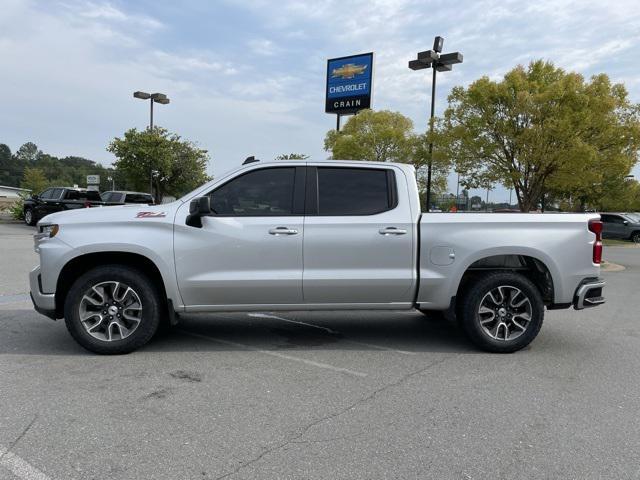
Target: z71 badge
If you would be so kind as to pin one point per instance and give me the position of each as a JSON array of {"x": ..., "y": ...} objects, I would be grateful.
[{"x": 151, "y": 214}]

---

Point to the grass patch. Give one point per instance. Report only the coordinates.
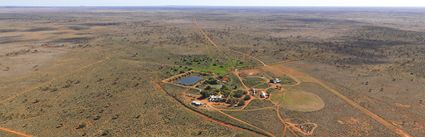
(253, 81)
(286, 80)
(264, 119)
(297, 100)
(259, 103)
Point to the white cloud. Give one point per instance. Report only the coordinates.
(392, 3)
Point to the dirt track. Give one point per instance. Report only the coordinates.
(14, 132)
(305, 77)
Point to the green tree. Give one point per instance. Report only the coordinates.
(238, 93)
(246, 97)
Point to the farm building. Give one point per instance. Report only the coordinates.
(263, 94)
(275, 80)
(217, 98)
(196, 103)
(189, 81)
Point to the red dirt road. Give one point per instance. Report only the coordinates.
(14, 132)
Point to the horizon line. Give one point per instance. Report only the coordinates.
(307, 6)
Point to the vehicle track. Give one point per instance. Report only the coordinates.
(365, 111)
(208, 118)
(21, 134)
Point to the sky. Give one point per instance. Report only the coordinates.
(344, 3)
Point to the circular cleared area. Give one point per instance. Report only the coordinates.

...

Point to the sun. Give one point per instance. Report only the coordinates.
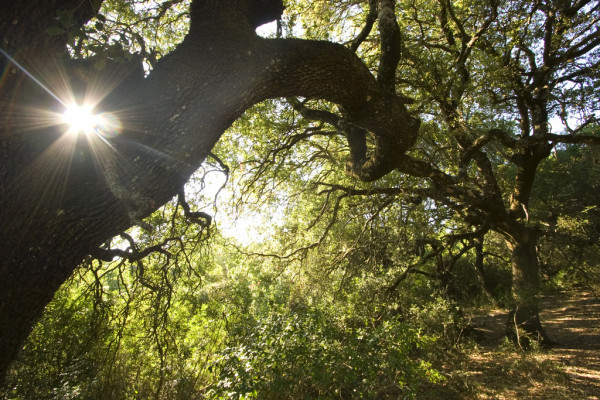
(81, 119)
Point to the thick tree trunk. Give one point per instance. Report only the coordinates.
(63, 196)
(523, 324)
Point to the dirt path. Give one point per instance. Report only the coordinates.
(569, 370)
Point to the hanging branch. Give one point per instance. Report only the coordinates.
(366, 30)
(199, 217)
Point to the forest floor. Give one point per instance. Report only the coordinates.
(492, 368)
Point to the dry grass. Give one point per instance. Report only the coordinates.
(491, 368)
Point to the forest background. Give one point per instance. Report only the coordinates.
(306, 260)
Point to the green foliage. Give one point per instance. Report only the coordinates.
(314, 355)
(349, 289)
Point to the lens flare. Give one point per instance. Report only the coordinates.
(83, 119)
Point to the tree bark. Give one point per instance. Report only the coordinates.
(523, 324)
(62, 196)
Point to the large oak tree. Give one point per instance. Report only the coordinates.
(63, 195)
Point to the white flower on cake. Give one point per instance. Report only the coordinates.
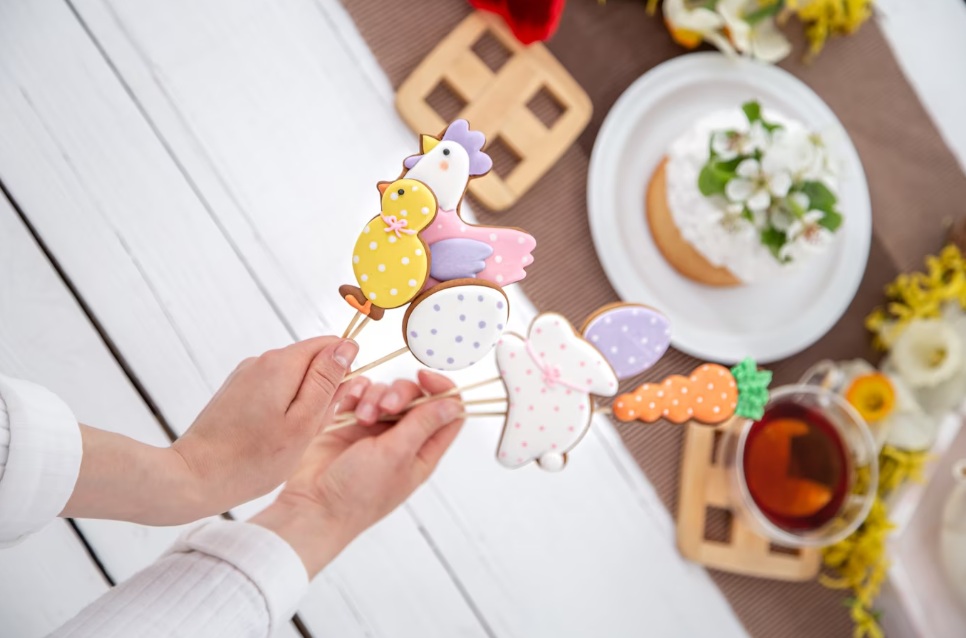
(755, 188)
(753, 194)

● **Exercise**
Here the job is to set down exactly the lines of the material above that fall between the one with "Point to the green tree." and the one with "Point to the circular", inclusive, and nothing beyond them.

● **Result of this task**
Point to the green tree. Give one point per instance. Report only the coordinates.
(238, 93)
(246, 97)
Point to the farm building. Give one point per instance. Report only the coordinates.
(263, 94)
(275, 80)
(217, 98)
(196, 103)
(189, 81)
Point to the red dirt road. Give one point per instance. Report only the coordinates.
(14, 132)
Point to the horizon line. Give one point per instance. Report only the coordinates.
(307, 6)
Point to the vehicle track. Give one point per instance. Report only the coordinates.
(365, 111)
(208, 118)
(21, 134)
Point to the sky. Give one point per instance. Report only the coordinates.
(344, 3)
Point to the circular cleared area. Give one point per instance. Report only the coordinates.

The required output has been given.